» **TEXT EXCERPT**:
-- begin --

From owner-s-asia-it@lists.apnic.net  Sun Dec 24 05:21:06 2000
Received: (from majordom@localhost)
	by ns.apnic.net (8.9.3/8.9.3) id FAA113182;
	Sun, 24 Dec 2000 05:21:05 +1000 (EST)
Received: from im.eth.net (mail.uthplanet.com [202.9.136.18])
	by ns.apnic.net (8.9.3/8.9.3) with ESMTP id FAA113173
	for <s-asia-it@apnic.net>; Sun, 24 Dec 2000 05:21:00 +1000 (EST)
Received: from bytesforall ([61.11.9.91]) by im.eth.net  with Microsoft SMTPSVC(5.5.1877.117.11);
	 Sun, 24 Dec 2000 00:46:51 +0530
From: Frederick Noronha <fred@bytesforall.org>
Reply-To: fred@bytesforall.org
Organization: Freelance Journalist
To: s-asia-it@apnic.net
Subject: NEWS-INDIA: India's IT industry seen simmering down on U.S. economy slowdown
Date: Sat, 23 Dec 2000 23:33:35 +0530
X-Mailer: KMail [version 1.0.29]
Content-Type: text/plain
MIME-Version: 1.0
Message-Id: <0012232334110F.00507@bytesforall>
Content-Transfer-Encoding: 8bit
Sender: owner-s-asia-it@lists.apnic.net
Precedence: bulk

India's IT industry seen simmering down on U.S. economy slowdown

by Sumeet Chatterjee, India Abroad News Service

New Delhi, Dec 23 - Signs of a slowdown in the U.S. economy and forewarning
of  slump in computer sales and shortfall in revenues by the U.S.
information technology (IT) giants is likely to bring its own set of woes
for the Indian IT sector.

And this time, even the domestic software services firms -- an important
segment of the IT industry -- which thus far has felt largely insulated from
the global meltdown in IT stocks, is likely to find few avenues of escape,
say analysts.

"The slowdown in the U.S. economy is already causing concerns to various
industrial sectors, and exports of a variety of products have got a jolt,"

-- end --

[Excerpts of pointing data]
-- begin --

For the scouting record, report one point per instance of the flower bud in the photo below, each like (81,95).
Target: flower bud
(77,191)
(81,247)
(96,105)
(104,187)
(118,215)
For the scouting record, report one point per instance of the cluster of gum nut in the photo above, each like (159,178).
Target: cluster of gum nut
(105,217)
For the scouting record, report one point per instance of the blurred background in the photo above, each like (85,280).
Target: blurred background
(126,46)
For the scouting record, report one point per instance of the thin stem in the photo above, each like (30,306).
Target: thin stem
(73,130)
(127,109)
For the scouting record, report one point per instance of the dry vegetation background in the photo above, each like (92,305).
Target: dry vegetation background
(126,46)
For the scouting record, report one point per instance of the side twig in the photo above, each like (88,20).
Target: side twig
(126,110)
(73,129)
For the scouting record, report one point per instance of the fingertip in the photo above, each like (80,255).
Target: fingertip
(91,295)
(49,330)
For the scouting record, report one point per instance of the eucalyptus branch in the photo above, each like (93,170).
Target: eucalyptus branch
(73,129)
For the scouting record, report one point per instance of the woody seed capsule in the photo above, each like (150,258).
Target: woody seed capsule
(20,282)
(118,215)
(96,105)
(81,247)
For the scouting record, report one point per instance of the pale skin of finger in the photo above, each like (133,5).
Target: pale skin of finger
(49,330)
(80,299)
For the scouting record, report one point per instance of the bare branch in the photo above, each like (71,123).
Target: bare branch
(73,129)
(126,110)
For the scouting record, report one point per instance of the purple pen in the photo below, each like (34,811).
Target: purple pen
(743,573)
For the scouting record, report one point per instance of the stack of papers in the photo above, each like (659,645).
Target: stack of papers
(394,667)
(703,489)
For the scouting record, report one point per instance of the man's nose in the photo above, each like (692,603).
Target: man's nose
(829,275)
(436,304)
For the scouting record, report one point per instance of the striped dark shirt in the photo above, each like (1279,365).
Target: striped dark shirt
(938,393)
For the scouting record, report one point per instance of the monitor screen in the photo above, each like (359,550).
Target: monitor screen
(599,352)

-- end --

» **EXERCISE 1**:
Sum up the news item on India's IT industry in two sentences.
» **EXERCISE 2**:
In the news item on India's IT industry, which news service is the story credited to?
» **EXERCISE 3**:
Carry the news item on India's IT industry forward from the point where it stops.

» **TASK OUTPUT 1**:
Signs of a U.S. economic slowdown, along with warnings of falling computer sales and revenue shortfalls at U.S. IT giants, are likely to cause trouble for India's IT sector. Analysts say that this time even domestic software services firms, which had felt largely insulated from the global drop in IT stocks, will find few ways to escape.

» **TASK OUTPUT 2**:
India Abroad News Service.

» **TASK OUTPUT 3**:
says D. H. Pai Panandiker, a noted business economist and adviser to the RPG
group.

According to him, most companies there - even the blue chip, Fortune 500
firms -- would try to cut costs and investments to keep their bottom lines
healthy. In the process, Indian software companies - which cater to 185 of
the Fortune 500 companies -- are likely to face a slack demand over the next
few months.

In fact, alarm bells are already beginning to sound from the three major
segments of the IT sector in the U.S. -- software, microprocessors and
hardware.

After hardware major Compaq and chip-maker Intel, application software
giants Apple and Microsoft are the latest firms U.S. suffering a downtrend,
forcing them to issue a warning on a possible fall in profits with little
signs of respite in the next quarter beginning January.

Microsoft, in fact, blamed the shortfall to the sluggish desktop
applications market in the U.S. consumer and corporate sectors, as well weak
revenue from its portal subscriptions and online advertising sales.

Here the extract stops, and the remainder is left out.